Trecho de origem:

#####

Sensacional, não? Não haveria desculpa, passaríamos duas décadas engordando nosso pequeno Michael, que chamaríamos de Zé, João, Silva, sei lá, apenas para imprimir uma tonalidade local. Infância em Santa Catarina, para que ele não perder o sotaque alemão e o gosto pela cerveja, estudos em São Paulo e férias no Nordeste, nadando no mar e brincando de capoeira, uma genuína preparação física do bananal -e para mesclar, um judô em São Caetano e pode ser útil em momentos difíceis um jiu-jitsu no Rio.
Alguém me lembra também que seria fundamental trancá-lo por alguns meses, talvez um ano, com Piquet em determinado ponto inóspito do Mediterrâneo. E, finalmente, correr, correr muito, de Guaporé a Tarumã, de Curitiba a São Paulo, de Goiânia à Brasília, de Jacarepaguá à qualquer avenida que tenha racha.

#####

Material extraído:
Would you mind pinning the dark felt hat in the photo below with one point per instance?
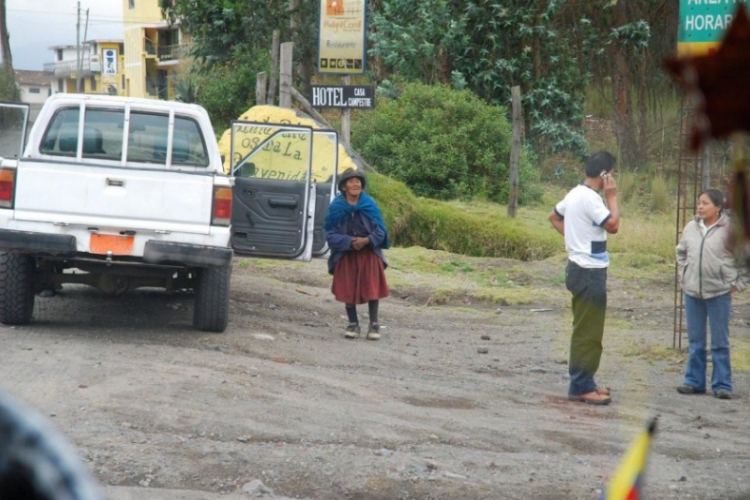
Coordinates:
(348, 174)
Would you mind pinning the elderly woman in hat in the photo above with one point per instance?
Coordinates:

#####

Tarefa 1: No trecho sobre o pequeno Michael, em que estado ele passaria a infância?
Tarefa 2: Retome o trecho sobre o pequeno Michael a partir de onde ele para.
As linhas não têm nada a ver com o trecho sobre o pequeno Michael.

Resposta 1: Em Santa Catarina.

Resposta 2:
Óbvio, vai faltar dinheiro para a formação, mas isso faz parte do automobilismo nacional. E, afinal, não era o Schumacher genuíno que escolhia pneus usados dos garotos ricos para correr de kart?
Se vai dar certo? Claro que vai, é batata. Vai dar tão certo que vamos esquecer que ele é um Schumacher. Ele será apenas mais um Silva, terá a pele encardida pelo sol, falará palavrão, será um honesto quarto-zagueiro e vai dizer, quando ganhar de seus irmãos de laboratório, beijando uma camisa da seleção e com uma lata de cerveja quente na mão, que essa história de genética é cascata.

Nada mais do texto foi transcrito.